• _Provided entries_
──────
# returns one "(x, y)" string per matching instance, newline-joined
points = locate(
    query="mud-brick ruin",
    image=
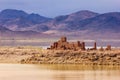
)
(63, 44)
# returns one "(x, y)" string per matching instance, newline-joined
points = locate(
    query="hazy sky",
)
(52, 8)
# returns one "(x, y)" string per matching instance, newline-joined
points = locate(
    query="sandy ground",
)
(37, 55)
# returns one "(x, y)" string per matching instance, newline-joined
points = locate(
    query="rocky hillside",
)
(84, 23)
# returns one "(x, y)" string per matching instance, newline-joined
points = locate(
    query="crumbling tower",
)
(83, 46)
(95, 46)
(63, 39)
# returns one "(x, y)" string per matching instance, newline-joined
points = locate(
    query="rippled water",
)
(58, 72)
──────
• _Your assignment_
If an entry holds a picture, leave the picture out and repeat the rest exactly.

• _Result_
# returns one "(x, y)" string per matching instance, newline-joined
points = locate(
    query="mud-brick ruin",
    image=
)
(63, 44)
# returns one "(x, y)" string per matching instance, newline-joined
points = locate(
    query="hazy sky",
)
(52, 8)
# returns one "(x, y)" string per matching instance, newline-joined
points = locate(
    query="sandy ground",
)
(37, 55)
# returns one "(x, y)" string per matching instance, newline-joined
points = locate(
    query="rocky hillside",
)
(84, 23)
# returns one "(x, y)" string per matching instance, newline-joined
points = locate(
    query="crumbling tower",
)
(83, 46)
(95, 46)
(63, 39)
# returns one "(x, y)" string per matching instance, newline-joined
points = locate(
    query="rippled water",
)
(58, 72)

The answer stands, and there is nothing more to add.